+++ GEZEIGTER ABSCHNITT +++

Nach dem Gesagten erscheint es durchaus vernünftig und jedenfalls vor Art. 31 BV haltbar, das Anwalts- bzw. Rechtsagentenmonopol auch auf die berufsmässige Erteilung von Rechtsauskunft auszudehnen und damit die diese Tätigkeit Ausübenden ebenfalls dem zwischen dem Staat und den Inhabern einer Anwalts- oder Rechtsagentenbewilligung bestehenden, die Disziplinargewalt in sich schliessenden Aufsichtsverhältnis zu unterstellen.

+++

__IHRE AUFGABEN__.
1. Schreiben Sie aus dem Abschnitt zum Anwaltsmonopol die Stelle von "Nach dem Gesagten" bis einschließlich "Aufsichtsverhältnis zu unterstellen." wörtlich ab.
2. Nennen Sie alle Wörter im Abschnitt zum Anwaltsmonopol, die mit „Rechts“ beginnen.
3. Setzen Sie den Abschnitt zum Anwaltsmonopol im Anschluss an seinen letzten Satz fort.
Die Daten stehen in keinem Zusammenhang mit dem Abschnitt zum Anwaltsmonopol.

+++ DATENAUSZÜGE +++

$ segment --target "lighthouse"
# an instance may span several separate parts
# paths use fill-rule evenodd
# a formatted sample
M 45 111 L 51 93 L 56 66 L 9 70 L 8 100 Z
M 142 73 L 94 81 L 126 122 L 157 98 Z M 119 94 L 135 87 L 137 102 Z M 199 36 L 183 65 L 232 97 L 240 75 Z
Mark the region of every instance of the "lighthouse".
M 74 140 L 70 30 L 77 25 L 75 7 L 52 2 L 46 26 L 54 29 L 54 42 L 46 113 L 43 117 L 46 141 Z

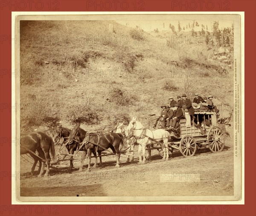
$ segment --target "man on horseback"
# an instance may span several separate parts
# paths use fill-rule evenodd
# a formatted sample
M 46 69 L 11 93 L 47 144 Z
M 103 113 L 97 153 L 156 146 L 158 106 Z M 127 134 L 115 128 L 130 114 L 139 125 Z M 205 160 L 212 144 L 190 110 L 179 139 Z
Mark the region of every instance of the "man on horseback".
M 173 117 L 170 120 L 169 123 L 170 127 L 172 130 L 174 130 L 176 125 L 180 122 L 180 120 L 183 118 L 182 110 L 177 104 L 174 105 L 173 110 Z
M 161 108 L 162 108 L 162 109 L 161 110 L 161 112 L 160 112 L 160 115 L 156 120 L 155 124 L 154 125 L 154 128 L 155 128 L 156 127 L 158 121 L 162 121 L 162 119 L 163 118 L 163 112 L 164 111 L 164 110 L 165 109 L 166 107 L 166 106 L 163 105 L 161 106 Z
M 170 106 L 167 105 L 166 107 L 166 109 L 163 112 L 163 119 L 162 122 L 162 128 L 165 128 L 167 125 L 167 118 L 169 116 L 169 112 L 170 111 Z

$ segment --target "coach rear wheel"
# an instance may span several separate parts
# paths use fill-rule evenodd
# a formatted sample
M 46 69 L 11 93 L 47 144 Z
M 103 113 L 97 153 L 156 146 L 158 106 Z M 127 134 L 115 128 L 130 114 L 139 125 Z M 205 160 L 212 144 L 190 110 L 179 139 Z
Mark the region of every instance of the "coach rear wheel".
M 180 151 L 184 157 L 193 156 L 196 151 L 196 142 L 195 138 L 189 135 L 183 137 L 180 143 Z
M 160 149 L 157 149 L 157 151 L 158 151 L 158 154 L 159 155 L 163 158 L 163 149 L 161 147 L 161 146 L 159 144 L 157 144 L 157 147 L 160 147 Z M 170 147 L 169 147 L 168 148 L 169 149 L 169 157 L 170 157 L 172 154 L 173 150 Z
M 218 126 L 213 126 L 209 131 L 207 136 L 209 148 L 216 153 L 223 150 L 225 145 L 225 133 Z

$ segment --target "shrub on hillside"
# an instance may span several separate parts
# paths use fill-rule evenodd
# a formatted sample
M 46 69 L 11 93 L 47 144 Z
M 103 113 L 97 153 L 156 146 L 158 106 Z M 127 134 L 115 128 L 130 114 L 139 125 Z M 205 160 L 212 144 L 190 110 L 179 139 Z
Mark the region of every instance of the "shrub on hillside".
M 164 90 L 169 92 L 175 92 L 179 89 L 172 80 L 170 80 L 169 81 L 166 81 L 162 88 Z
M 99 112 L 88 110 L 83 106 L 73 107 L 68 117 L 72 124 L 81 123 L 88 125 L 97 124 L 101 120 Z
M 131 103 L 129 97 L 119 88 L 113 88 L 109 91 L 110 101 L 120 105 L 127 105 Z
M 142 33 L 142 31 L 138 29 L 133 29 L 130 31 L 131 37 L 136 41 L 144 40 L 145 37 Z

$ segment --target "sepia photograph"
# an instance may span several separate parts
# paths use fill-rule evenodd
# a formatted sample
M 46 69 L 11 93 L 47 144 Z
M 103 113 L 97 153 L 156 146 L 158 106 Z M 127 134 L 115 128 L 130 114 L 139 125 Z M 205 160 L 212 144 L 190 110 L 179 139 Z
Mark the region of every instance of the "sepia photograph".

+++

__ERGEBNISSE JE AUFGABE__.
1.
Nach dem Gesagten erscheint es durchaus vernünftig und jedenfalls vor Art. 31 BV haltbar, das Anwalts- bzw. Rechtsagentenmonopol auch auf die berufsmässige Erteilung von Rechtsauskunft auszudehnen und damit die diese Tätigkeit Ausübenden ebenfalls dem zwischen dem Staat und den Inhabern einer Anwalts- oder Rechtsagentenbewilligung bestehenden, die Disziplinargewalt in sich schliessenden Aufsichtsverhältnis zu unterstellen.

2. Rechtsagentenmonopol, Rechtsauskunft, Rechtsagentenbewilligung

3.
Was für die allgemeine Rechtsberatung gilt, trifft analog für die Besorgung der in Art. 123 Abs. 3 ZP speziell aufgeführten Geschäfte zu. Wenn daher Art. 123 Abs. 3 ZP die erwähnten nichtforensischen juristischen Tätigkeiten den Anwälten und Rechtsagenten vorbehält, so ist das durch den Schutz des Publikums vor ungeeigneten Beratern und Vertretern gerechtfertigt und geht nicht über diesen Zweck hinaus. Demnach sind die beim Erlass einer gestützt auf Art. 31 Abs. 2 und 33 Abs. 1 BV vorgenommenen gewerbepolizeilichen Massnahme zu beachtenden Grundsätze der Notwendigkeit und Verhältnismässigkeit gewahrt.
Demnach erkennt das Bundesgericht:
Die Beschwerde wird, soweit darauf einzutreten ist, im Sinne der Erwägungen abgewiesen.